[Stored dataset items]
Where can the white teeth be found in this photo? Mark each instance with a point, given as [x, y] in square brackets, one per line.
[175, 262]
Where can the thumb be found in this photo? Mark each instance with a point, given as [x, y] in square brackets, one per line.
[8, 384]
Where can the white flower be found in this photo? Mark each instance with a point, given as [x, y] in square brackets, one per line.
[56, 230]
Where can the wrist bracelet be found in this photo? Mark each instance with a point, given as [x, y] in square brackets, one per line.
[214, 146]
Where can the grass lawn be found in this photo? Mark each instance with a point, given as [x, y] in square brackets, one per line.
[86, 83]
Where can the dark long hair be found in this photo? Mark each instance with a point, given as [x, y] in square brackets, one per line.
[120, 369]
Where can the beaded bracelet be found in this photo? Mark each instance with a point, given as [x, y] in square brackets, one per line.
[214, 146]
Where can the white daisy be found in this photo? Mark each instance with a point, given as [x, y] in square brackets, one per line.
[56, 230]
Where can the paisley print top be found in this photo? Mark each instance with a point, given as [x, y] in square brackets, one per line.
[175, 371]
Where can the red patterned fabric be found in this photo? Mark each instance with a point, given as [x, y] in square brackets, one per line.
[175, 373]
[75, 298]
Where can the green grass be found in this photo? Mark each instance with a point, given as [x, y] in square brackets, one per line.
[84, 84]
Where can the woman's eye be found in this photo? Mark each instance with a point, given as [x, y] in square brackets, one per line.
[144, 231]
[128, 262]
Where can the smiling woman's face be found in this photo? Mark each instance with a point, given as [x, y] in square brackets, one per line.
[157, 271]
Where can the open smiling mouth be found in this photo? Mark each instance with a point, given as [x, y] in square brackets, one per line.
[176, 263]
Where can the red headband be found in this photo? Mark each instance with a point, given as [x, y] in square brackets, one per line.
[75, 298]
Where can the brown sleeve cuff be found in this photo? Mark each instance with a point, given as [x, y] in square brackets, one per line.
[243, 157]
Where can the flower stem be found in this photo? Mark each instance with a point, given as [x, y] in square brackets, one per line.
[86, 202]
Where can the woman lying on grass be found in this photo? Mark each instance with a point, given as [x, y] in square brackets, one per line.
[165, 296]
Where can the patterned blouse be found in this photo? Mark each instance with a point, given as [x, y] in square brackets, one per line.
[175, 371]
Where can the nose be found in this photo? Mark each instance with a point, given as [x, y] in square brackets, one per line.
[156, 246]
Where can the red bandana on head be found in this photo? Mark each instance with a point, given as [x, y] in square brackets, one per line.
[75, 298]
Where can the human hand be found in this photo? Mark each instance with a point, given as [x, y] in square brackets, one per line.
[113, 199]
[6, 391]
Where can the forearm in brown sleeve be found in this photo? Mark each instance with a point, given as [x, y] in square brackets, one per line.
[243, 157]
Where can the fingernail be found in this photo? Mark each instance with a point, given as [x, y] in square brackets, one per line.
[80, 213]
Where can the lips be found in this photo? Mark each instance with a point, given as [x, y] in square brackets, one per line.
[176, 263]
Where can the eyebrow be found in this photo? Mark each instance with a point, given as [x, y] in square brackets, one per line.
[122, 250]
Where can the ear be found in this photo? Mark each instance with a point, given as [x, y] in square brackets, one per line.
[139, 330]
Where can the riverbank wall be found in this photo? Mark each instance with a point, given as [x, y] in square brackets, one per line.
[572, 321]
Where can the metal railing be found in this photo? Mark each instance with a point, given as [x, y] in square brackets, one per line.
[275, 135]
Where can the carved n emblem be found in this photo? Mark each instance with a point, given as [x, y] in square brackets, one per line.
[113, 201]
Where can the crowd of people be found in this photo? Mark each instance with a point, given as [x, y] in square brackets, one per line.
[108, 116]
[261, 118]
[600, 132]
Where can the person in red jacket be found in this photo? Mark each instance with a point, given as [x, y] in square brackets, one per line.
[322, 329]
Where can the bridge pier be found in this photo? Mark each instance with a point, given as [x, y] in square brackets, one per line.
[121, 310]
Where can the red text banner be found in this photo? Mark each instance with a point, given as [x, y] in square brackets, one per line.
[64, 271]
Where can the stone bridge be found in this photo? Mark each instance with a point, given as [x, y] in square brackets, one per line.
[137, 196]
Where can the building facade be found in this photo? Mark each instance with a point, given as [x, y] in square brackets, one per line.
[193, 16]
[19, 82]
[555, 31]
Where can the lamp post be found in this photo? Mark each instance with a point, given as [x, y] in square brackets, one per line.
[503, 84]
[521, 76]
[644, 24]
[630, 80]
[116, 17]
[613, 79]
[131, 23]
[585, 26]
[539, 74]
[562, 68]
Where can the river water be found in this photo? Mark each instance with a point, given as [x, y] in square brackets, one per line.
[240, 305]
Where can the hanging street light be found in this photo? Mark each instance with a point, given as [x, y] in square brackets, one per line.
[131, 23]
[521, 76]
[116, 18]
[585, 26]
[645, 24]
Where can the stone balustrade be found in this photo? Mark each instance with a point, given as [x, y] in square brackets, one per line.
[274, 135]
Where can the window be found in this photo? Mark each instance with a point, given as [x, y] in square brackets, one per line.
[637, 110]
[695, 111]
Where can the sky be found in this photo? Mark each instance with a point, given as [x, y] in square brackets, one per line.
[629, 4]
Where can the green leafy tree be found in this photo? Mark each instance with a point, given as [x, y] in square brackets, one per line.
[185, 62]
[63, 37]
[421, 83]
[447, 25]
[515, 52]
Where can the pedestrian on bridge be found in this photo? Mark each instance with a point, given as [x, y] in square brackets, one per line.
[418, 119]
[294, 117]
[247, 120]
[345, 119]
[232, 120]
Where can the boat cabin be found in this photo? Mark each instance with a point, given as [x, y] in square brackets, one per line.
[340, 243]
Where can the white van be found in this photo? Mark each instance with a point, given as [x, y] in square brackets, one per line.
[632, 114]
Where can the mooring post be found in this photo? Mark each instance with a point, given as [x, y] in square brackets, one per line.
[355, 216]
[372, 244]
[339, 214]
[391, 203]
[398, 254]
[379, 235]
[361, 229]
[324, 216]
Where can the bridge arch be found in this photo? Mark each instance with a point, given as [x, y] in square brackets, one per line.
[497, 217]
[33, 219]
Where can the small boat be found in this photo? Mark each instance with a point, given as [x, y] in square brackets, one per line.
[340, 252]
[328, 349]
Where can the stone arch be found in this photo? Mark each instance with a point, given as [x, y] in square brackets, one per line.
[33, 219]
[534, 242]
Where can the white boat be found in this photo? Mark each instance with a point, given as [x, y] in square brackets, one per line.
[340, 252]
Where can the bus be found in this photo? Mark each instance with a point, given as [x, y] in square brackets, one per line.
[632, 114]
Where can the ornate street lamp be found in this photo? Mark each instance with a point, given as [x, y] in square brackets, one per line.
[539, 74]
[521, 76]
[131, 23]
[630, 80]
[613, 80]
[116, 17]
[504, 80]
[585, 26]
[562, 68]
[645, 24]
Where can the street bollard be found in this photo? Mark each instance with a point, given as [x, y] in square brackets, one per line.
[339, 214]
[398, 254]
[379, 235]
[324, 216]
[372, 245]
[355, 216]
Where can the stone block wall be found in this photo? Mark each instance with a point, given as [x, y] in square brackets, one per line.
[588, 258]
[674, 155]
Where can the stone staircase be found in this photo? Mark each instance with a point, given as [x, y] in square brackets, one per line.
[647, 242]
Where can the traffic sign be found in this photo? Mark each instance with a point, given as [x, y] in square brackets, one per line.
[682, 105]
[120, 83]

* **WHAT IS ASKED**:
Repeat the data precisely, line by line.

* **FINISHED ANSWER**:
Where can the white teeth be found in this photo? Mark each instance with a point, given as [x, y] in square brackets, one per line.
[175, 262]
Where can the thumb be found in this photo? Mark each instance with a point, given as [x, y] in square brackets, one per line.
[8, 384]
Where can the white flower be found in this photo? Mark each instance with a point, given as [x, y] in square brackets, one per line.
[56, 230]
Where can the wrist bracelet be found in this photo? Mark each instance with a point, given as [x, y] in square brackets, one per line.
[214, 146]
Where can the grass lawn be found in this photo? Mark each instance with a point, given as [x, y] in square brackets, one per line.
[86, 83]
Where can the dark long hair be found in this photo? Mark each instance with a point, given as [x, y] in square brackets, one per line.
[120, 369]
Where can the beaded bracelet be found in this photo? Mark each instance with a point, given as [x, y] in square brackets, one per line.
[214, 146]
Where can the white daisy be found in this photo? Mark each instance with a point, given as [x, y] in square brackets, one per line.
[56, 230]
Where can the paisley print top be found in this photo? Mark each instance with a point, given as [x, y] in square brackets, one per line.
[175, 371]
Where can the red patterned fabric be found in this photo? Mark each instance with a point, given as [x, y] in square brackets, one per line.
[175, 373]
[75, 298]
Where can the green grass be found in this photo? Mark each instance with a point, given as [x, y] in square brackets, one per line.
[84, 84]
Where can the woman's eye be found in this photo? Mark each instance with a point, given as [x, y] in square brackets, one per line.
[144, 231]
[128, 262]
Where can the smiling woman's face be found in this photo? Mark each instance with a point, given as [x, y] in square brackets, one per line.
[157, 271]
Where can the open smiling mouth be found in this photo? Mark each instance with a point, given as [x, y] in square brackets, one per line.
[176, 263]
Where can the red headband be found in this photo? Mark each instance with a point, given as [x, y] in square brackets, one per line.
[75, 298]
Where can the brown sleeve cuff be found in this photo? Mark each instance with a point, given as [x, y] in square brackets, one per line.
[243, 157]
Where can the flower stem be found in this photo? Mark each instance with a point, given as [x, y] in square brackets, one per line.
[86, 202]
Where can the woman lying on grass be found in this photo? Mark each instance with a point, given as [x, y] in square brackets, one per line.
[165, 296]
Where can the patterned blouse be found in this photo? Mark each instance with a point, given as [x, y] in square brackets, one per line.
[175, 371]
Where can the nose be found in this photo? Mark each instance with a point, given as [x, y] in square brackets, one per line.
[156, 246]
Where can the red bandana on head be found in this photo? Mark each instance with a point, given as [x, y] in square brackets, one per line.
[75, 298]
Where can the human hand be found in this photo? Mark each instance with a point, given as [x, y] in square brackets, one per line.
[113, 199]
[6, 391]
Where can the forearm in brown sleeve be found in this photo? Mark each instance with a point, given as [x, y] in square brackets, one per line.
[243, 157]
Where can the fingernail be found in this photo? Mark each instance with a point, given as [x, y] in square brackets, one per line.
[80, 213]
Where can the lips be found in this photo? Mark each instance with a point, given as [x, y] in square brackets, one per line.
[176, 263]
Where can the eyebrow be found in this photo? Mark each instance with a point, given as [x, y] in square brackets, one per line.
[122, 250]
Where can the ear be found in this photo? Mark each instance with a point, given as [x, y] in square brackets, one per line.
[139, 330]
Where can the riverbank wall be found in this photo? Mark each instance with a point, given as [x, y] in square brackets, one per line.
[572, 321]
Where can the metal railing be found in this photo? Mark each instance with a point, given as [x, y] in square brackets, one per line.
[275, 135]
Where can the carved n emblem be found in this photo? Mark each instance with a point, given as [x, y] in square brackets, one per line.
[113, 201]
Where can the crowd of people be found in this photo? Mark each instance with a point, given as [x, y] in square brackets, one per line.
[108, 116]
[261, 118]
[600, 132]
Where can the person in red jacket be found in this photo? Mark each instance with a point, given as [x, y] in square brackets, one per line.
[322, 329]
Where can the bridge pier be found in this photo? Mark each instance with a point, given as [x, y] in square brackets, one per line.
[121, 310]
Where can the red text banner be found in this photo? Mark each instance with a point, given as [x, y] in square brackets, one per line.
[64, 271]
Where can the stone bridge be found in this photo? Mark each instance with a point, given as [x, y] in square brackets, one per line.
[137, 196]
Where can the building facade be found in this photo? Mark each instance with a point, given as [x, y] in square brackets, one per line.
[193, 16]
[19, 82]
[555, 31]
Where can the lamp post be found in this photo? Mark each instance with a point, given as [x, y] in square brackets, one per line.
[503, 84]
[521, 76]
[644, 24]
[630, 80]
[116, 17]
[613, 79]
[131, 23]
[585, 26]
[539, 74]
[562, 68]
Where can the river water be found in this photo? Mark each instance with a point, given as [x, y] in square brackets, one per line.
[240, 305]
Where can the hanging street light be found in this photo? Mark each instance with a point, given as [x, y] in square brackets, one per line.
[131, 23]
[521, 76]
[116, 18]
[585, 26]
[645, 24]
Where can the stone balustrade be found in this photo? Mark each instance with a point, given as [x, y] in square brackets, one per line.
[274, 135]
Where can the window be found in this photo? Mark each instance with a point, given as [x, y] in square brackets, one per line.
[637, 110]
[695, 111]
Where can the sky be found in this photo? Mark each instance with a point, given as [x, y] in square brackets, one per line.
[629, 4]
Where can the green leafy tree be found in this photo? Mark each instance with a point, given as [x, y] in square brackets, one per line.
[185, 62]
[63, 37]
[421, 83]
[447, 25]
[515, 52]
Where can the pedestrian on bridge be found in this photo? Mark each instance with a point, given as [x, y] in square brackets, one per line.
[418, 119]
[294, 117]
[247, 120]
[345, 119]
[232, 120]
Where can the boat cabin be found in this photo? Mark each instance with a point, given as [x, y] in square brackets, one per line.
[340, 243]
Where can the white van be found in this photo? Mark each instance with a point, given as [x, y] in square brackets, one per line.
[632, 114]
Where can the mooring post be found in this photo? Mark each instance with a point, given as [x, y] in square brackets, one per line.
[355, 216]
[372, 244]
[339, 214]
[391, 203]
[398, 254]
[379, 235]
[361, 229]
[324, 216]
Where can the bridge arch be found in this photo? Mark each instance with a point, given as [x, y] in square brackets, one per line.
[497, 217]
[33, 219]
Where can the small boat be found in this photo? Mark each instance with a point, given as [x, y] in square brackets, one per line.
[340, 252]
[328, 349]
Where can the stone arch be found in this photo? Mark each instance with a point, given as [x, y] in square brackets, one per line.
[33, 219]
[534, 242]
Where can the white boat be found in this photo? Mark each instance with a point, given as [x, y] in square brackets, one per line.
[340, 252]
Where can the bus be found in this photo? Mark each instance with a point, given as [x, y] in square brackets, one per line.
[632, 114]
Where can the ornate street lamp be found in this photo? Mark each instance with a point, given as [x, y] in square brackets, one per line.
[539, 74]
[521, 76]
[131, 23]
[630, 80]
[613, 80]
[116, 17]
[504, 80]
[585, 26]
[562, 68]
[645, 24]
Where can the street bollard be found in this photo? Mark each instance with a point, given as [x, y] in square brackets, one per line.
[339, 214]
[398, 254]
[379, 235]
[324, 216]
[372, 245]
[355, 216]
Where can the stone block wall be found in this photo? Mark each instance with a point, given as [x, y] in square brackets, one per line.
[588, 258]
[674, 155]
Where can the stone staircase be found in this photo? Mark each instance with a point, given as [x, y] in square brackets, one per line.
[647, 242]
Where can the traffic sign be found in this photo? Mark each instance with a point, given as [x, y] in square brackets, one per line.
[682, 105]
[120, 83]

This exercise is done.